**REQUIRED TASK**
Format every line of the data below as a Markdown table with two columns, Row and Line. Number the lines in order under Row, put each line's text under Line, and skip blank lines.

**EXTRACTED DATA**
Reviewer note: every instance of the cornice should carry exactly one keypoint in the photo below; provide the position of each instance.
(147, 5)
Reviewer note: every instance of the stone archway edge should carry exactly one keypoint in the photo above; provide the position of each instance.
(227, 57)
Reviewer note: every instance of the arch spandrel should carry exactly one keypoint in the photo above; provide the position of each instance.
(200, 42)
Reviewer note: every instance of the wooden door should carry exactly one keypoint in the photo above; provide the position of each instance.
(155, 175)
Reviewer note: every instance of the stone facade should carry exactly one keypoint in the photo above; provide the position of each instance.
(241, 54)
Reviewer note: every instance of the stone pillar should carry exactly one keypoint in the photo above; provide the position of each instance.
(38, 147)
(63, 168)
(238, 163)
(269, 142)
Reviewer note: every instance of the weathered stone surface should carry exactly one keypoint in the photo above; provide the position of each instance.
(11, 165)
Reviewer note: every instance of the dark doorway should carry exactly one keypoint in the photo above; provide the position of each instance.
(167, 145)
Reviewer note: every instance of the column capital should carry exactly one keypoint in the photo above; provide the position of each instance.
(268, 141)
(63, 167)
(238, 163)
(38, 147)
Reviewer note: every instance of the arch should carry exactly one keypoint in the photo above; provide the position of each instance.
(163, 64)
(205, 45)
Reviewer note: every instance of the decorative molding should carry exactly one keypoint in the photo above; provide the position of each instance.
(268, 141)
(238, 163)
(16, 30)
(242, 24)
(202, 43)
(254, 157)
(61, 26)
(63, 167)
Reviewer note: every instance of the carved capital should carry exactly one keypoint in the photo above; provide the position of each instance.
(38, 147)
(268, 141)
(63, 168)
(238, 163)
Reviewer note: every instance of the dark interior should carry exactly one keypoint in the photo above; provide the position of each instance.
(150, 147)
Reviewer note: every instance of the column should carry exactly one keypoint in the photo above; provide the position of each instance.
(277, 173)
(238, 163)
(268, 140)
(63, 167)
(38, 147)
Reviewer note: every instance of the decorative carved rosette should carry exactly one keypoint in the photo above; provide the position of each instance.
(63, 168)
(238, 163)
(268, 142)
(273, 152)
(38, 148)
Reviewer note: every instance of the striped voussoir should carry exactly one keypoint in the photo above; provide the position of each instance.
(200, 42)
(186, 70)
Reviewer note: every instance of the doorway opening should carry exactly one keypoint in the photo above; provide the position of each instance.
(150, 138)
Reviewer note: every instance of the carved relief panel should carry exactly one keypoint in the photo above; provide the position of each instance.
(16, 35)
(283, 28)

**TASK OUTPUT**
| Row | Line |
|---|---|
| 1 | Reviewer note: every instance of the cornice should carry exactly one keypoint in the photo below; provide the position of each instance. |
| 2 | (147, 5) |
| 3 | Reviewer note: every instance of the stone archway edge should carry exactly one keypoint in the photo above; provide the position of each instance. |
| 4 | (227, 57) |
| 5 | Reviewer note: every instance of the arch spandrel should carry exactly one keypoint in the photo above; provide the position of each instance. |
| 6 | (200, 42) |
| 7 | Reviewer note: every instance of the wooden door should carry exactly one keypoint in the photo above; provide the position of each instance. |
| 8 | (155, 175) |
| 9 | Reviewer note: every instance of the stone facade should carry exactly one keypoint in the photo above; provide the position of each instance. |
| 10 | (241, 54) |
| 11 | Reviewer note: every instance of the stone pillar should carry exactly one keypoint in the photo above; provide the position of each instance. |
| 12 | (38, 147) |
| 13 | (63, 168) |
| 14 | (238, 163) |
| 15 | (269, 142) |
| 16 | Reviewer note: every instance of the weathered stone surface should carry exactly one keypoint in the photo above; provide the position of each instance. |
| 17 | (11, 165) |
| 18 | Reviewer note: every instance of the dark doorway should carry exactly one keypoint in the photo above; provide the position of each instance. |
| 19 | (167, 145) |
| 20 | Reviewer note: every instance of the column capital should carry exactly one keypoint in the photo above; provide the position of each instance. |
| 21 | (268, 141) |
| 22 | (63, 167) |
| 23 | (238, 163) |
| 24 | (38, 147) |
| 25 | Reviewer note: every instance of the arch should carry exactly one keypoint in the photo above; provide the position of each instance. |
| 26 | (163, 64) |
| 27 | (205, 45) |
| 28 | Reviewer note: every instance of the decorative molding should carry exactly one keypoint in the photo above; provide the position of each instance. |
| 29 | (268, 141) |
| 30 | (238, 163) |
| 31 | (16, 30) |
| 32 | (242, 24) |
| 33 | (202, 43) |
| 34 | (254, 157) |
| 35 | (61, 26) |
| 36 | (63, 167) |
| 37 | Reviewer note: every instance of the carved capital should carry exactly one keypoint in the photo above; provide the position of each instance. |
| 38 | (38, 147) |
| 39 | (268, 141) |
| 40 | (63, 168) |
| 41 | (238, 163) |
| 42 | Reviewer note: every instance of the dark interior should carry exactly one keypoint in the photo above; provide the position of each instance. |
| 43 | (150, 147) |
| 44 | Reviewer note: every instance of the column should carry exactly one keypoint in the photo above; provide the position of each instance. |
| 45 | (277, 173) |
| 46 | (238, 163) |
| 47 | (268, 140) |
| 48 | (63, 167) |
| 49 | (38, 147) |
| 50 | Reviewer note: every instance of the decorative carved rosette should carry exactly one keypoint in the photo above; provide the position of each instance. |
| 51 | (63, 168) |
| 52 | (238, 163) |
| 53 | (268, 142) |
| 54 | (273, 152) |
| 55 | (38, 148) |
| 56 | Reviewer note: every instance of the striped voussoir should carry exactly one keypoint in the photo above; provide the position of each instance. |
| 57 | (200, 42) |
| 58 | (186, 70) |
| 59 | Reviewer note: every instance of the doorway opening should carry exactly one keypoint in the photo above; provide the position of each instance. |
| 60 | (150, 138) |
| 61 | Reviewer note: every instance of the carved relief panel should carry exactly one keypoint in the photo above; provide the position of each instance. |
| 62 | (16, 35) |
| 63 | (283, 28) |